## Brief A
Output every line of the listing below, word for word, after the Kinesis pre-processing page, but leave out the pictures.

AWS-KinesisAnalytics-pre-process data

2018年12月23日

*
In most real-world cases, inbound records arriving Kinesis Firehose need pre-processing before persisted to S3. Same case applies to Kinesis Analytics, where data need pre-processing before reaching the SQL engine. Therefore, I evolve the previous lab environment a little bit to fulfill this demand.

Tier-1 Architecture

Tier-2 Architecture
Based on the lab result, the working mechanism seems to be like this:


Steps
*
Follow the Step 1 and Step 2 as illustrated in "AWS-Glue-Play with thermostats data", https://tianzhui.cloud/post/3378/
Create a Lambda function to pre-process data before persisted to S3 by Kinesis Firehose.
Sample Lambda code for Kinesis Firehose (in Python 2.7):

from __future__ import print_function

import base64
import json

print('Loading function')


def lambda_handler(event, context):
    output = []

    for record in event['records']:
        # print(record['recordId'])
        payload = base64.b64decode(record['data'])

        # Do custom processing on the payload here
        # Preprocessing data
        payload_dict = json.loads(payload)
        # print("INCOMING payload:")
        # print(payload_dict)
        temp = payload_dict["nestedstructure"]["temp"]
        payload_dict[u"temp"] = temp
        payload_dict.pop("nestedstructure")
        # print("OUTGOING payload:")
        # print(payload_dict)
        payload_new = json.dumps(payload_dict)+"\n"

        output_record = {
            'recordId': record['recordId'],
            'result': 'Ok',
            'data': base64.b64encode(payload_new)
        }
        output.append(output_record)

    print('Successfully processed {} records.'.format(len(event['records'])))
    """
    {
      "records": [
        {
          "recordId" : record ID that was passed,
          "result"   : string with value - Ok, Dropped, ProcessingFailed
          "data"     : processed base64-encoded user payload
        }
      ]
    }
    """

Entries from a data source:
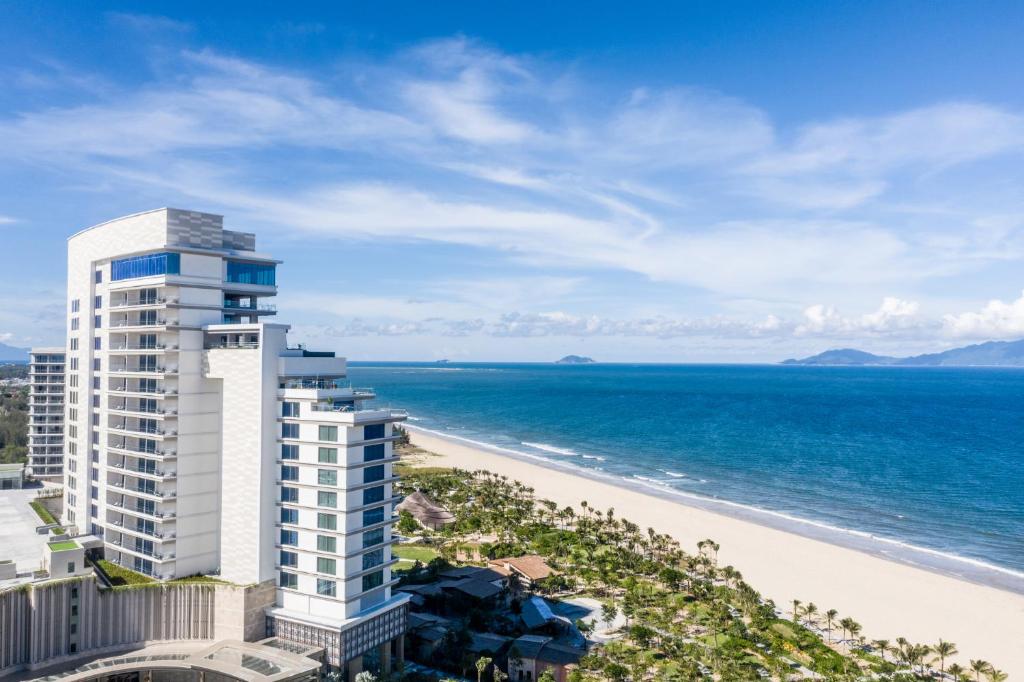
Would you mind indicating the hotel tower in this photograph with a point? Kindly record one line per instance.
(199, 441)
(46, 393)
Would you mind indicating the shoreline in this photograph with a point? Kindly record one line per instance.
(890, 595)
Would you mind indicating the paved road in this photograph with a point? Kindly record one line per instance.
(18, 540)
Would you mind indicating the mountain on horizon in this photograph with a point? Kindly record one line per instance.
(12, 353)
(990, 353)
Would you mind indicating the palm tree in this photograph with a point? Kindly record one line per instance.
(810, 613)
(829, 617)
(944, 649)
(481, 667)
(979, 667)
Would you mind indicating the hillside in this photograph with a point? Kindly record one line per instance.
(991, 353)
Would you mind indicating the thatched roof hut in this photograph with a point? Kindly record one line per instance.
(426, 511)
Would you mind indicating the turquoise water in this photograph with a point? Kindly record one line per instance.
(930, 458)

## Brief B
Return the passage of the Kinesis pre-processing page above between "from __future__ import" and "# print(record['recordId'])", inclusive, copied word for word.

## Correct answer A
Would you mind indicating the hotel tower in this photograph with a point? Kindly record one line per instance.
(199, 441)
(46, 393)
Would you mind indicating the shoreline in this photograph with a point? Kindly record one line per instance.
(890, 595)
Would you mind indicating the paved road in this photograph with a point? Kindly record one line per instance.
(18, 540)
Would you mind indicating the mountain on horizon in this photograph with a point? Kindly record one line per instance.
(12, 353)
(990, 353)
Would you mind indicating the palm tree in this photograph with a point? Kindly record one line per instance.
(810, 613)
(829, 617)
(944, 649)
(481, 667)
(979, 667)
Would you mind indicating the hillside in this photograph with a point? Kindly record one line per instance.
(991, 353)
Would you mind indicating the thatched roof hut in this photograph with a point? Kindly record one line per instance.
(426, 511)
Would you mind indicating the turquoise water in this photograph with a point? Kindly record one line per instance.
(930, 458)

## Correct answer B
from __future__ import print_function

import base64
import json

print('Loading function')


def lambda_handler(event, context):
    output = []

    for record in event['records']:
        # print(record['recordId'])